● **What you have to do**: Count the lines of the material that contain the word "white" and give only that number.

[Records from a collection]
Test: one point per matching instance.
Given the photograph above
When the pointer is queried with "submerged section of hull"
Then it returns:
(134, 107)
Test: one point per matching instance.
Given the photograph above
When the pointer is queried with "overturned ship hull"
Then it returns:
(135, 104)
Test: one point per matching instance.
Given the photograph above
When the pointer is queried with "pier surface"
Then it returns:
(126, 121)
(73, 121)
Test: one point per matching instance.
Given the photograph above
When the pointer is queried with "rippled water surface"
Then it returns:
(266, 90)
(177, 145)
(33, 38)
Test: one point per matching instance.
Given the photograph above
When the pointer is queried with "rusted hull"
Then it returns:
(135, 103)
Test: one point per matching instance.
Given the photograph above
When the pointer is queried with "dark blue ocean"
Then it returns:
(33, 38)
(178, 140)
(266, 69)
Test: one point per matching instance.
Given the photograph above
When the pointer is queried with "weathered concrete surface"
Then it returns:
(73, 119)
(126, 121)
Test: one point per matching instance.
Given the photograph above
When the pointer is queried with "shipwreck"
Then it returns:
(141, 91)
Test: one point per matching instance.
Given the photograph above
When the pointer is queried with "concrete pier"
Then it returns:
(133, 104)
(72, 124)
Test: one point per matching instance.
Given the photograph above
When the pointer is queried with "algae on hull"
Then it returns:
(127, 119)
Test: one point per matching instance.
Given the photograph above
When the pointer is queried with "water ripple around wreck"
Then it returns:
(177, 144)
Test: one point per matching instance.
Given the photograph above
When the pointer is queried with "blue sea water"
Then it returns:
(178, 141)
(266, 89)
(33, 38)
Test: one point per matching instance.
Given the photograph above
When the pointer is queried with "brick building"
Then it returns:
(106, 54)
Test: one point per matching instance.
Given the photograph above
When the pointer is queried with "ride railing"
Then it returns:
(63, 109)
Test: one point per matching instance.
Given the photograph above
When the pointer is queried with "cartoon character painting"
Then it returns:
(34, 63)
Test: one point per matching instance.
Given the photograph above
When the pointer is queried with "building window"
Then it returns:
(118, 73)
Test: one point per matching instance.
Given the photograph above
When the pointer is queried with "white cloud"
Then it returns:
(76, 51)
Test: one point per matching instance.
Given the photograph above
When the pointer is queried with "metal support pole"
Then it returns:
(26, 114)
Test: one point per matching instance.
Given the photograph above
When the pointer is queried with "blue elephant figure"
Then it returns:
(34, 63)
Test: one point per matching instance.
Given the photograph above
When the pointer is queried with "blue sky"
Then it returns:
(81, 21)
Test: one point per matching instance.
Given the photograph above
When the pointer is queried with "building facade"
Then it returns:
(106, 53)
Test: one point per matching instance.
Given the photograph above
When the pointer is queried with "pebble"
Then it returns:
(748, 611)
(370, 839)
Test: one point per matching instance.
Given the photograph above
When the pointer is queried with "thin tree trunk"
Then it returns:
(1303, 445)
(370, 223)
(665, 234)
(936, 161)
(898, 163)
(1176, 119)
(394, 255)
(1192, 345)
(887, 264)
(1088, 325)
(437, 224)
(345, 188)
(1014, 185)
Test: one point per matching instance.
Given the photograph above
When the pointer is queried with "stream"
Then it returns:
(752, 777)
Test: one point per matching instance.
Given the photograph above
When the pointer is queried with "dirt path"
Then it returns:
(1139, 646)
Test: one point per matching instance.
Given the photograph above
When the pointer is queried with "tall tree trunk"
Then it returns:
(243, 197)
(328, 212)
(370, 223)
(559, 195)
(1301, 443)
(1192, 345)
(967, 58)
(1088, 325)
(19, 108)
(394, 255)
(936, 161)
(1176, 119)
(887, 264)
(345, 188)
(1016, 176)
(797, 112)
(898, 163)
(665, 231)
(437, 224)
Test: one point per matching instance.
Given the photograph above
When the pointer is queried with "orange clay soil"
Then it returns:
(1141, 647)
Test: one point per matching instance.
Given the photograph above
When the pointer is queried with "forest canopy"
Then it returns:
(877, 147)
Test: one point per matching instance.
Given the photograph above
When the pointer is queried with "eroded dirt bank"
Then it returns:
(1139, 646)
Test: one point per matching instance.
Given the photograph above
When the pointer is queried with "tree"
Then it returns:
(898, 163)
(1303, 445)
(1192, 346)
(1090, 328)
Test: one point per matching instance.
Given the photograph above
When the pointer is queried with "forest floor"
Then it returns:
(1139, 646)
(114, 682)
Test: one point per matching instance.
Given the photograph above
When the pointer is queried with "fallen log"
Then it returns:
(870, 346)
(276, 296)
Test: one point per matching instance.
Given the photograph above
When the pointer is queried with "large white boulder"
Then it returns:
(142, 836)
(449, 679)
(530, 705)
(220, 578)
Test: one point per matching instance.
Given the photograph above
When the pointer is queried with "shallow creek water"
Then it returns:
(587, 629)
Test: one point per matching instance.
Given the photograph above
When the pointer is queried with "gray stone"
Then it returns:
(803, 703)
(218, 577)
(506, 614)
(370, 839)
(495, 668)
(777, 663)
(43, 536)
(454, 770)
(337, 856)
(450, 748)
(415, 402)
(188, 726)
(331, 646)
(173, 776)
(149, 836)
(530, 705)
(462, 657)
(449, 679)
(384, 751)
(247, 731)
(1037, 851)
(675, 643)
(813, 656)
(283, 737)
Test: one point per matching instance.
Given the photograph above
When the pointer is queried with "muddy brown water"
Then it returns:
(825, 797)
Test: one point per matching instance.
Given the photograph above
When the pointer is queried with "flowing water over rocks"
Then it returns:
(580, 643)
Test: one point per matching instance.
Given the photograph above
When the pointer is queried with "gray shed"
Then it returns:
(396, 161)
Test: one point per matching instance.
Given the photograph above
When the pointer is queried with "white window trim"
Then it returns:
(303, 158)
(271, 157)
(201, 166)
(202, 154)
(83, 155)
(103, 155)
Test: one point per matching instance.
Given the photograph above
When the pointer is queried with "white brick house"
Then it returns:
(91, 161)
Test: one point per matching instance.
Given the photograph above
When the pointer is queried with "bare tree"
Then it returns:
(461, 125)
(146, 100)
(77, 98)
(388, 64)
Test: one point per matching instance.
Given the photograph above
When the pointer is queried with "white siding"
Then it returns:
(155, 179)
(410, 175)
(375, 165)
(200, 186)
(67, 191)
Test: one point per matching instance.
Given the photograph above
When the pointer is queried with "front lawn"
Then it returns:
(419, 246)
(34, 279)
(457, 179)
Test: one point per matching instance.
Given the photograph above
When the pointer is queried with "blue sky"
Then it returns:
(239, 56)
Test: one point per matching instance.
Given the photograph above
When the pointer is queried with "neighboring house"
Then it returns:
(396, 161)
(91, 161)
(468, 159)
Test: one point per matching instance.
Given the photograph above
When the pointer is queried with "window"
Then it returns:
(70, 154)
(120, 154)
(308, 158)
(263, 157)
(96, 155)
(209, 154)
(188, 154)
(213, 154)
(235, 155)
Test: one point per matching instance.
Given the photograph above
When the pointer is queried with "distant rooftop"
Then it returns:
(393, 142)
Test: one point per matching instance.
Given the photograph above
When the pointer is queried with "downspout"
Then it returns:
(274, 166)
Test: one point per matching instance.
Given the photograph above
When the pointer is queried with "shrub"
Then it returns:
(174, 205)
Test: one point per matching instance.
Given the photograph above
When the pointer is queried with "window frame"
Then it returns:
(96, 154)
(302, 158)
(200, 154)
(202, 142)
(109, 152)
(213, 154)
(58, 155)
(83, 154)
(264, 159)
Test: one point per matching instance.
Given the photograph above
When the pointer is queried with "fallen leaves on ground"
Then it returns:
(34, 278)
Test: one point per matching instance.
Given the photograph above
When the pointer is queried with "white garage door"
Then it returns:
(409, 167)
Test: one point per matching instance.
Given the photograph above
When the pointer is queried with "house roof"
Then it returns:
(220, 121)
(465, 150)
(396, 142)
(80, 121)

● **Result for this task**: 6